* [WHAT IS REQUIRED] Identify every line in the items below that contains the string "outline", and copy each such line. Treat the match as case-sensitive.

* [MATERIAL]

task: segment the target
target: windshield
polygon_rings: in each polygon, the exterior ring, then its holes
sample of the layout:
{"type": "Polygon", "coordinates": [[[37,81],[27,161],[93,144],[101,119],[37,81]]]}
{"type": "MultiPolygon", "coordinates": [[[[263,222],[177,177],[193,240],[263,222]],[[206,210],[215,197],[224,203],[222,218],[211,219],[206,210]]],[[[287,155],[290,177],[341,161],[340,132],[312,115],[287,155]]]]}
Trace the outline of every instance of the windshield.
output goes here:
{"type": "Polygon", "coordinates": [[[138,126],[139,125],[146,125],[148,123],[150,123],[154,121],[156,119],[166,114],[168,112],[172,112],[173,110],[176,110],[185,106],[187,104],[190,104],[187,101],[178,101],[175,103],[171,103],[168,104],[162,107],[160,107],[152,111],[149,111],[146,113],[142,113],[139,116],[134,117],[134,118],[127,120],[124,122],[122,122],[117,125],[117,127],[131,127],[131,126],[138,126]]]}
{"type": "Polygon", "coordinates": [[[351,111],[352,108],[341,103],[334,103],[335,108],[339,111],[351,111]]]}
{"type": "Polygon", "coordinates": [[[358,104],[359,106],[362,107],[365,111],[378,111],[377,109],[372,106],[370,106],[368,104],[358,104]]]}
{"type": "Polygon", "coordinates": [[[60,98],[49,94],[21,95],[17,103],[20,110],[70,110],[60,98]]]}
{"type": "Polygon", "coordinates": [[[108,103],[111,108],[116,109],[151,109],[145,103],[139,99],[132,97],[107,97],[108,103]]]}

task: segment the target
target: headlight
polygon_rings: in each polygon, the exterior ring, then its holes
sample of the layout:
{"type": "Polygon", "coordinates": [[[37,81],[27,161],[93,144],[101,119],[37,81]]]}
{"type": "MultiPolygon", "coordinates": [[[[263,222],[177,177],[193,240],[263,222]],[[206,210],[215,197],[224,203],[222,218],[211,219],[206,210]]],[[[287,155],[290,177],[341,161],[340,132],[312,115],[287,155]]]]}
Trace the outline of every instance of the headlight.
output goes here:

* [FULL OUTPUT]
Trace the outline of every instance of the windshield.
Trace the outline of every instance of the headlight.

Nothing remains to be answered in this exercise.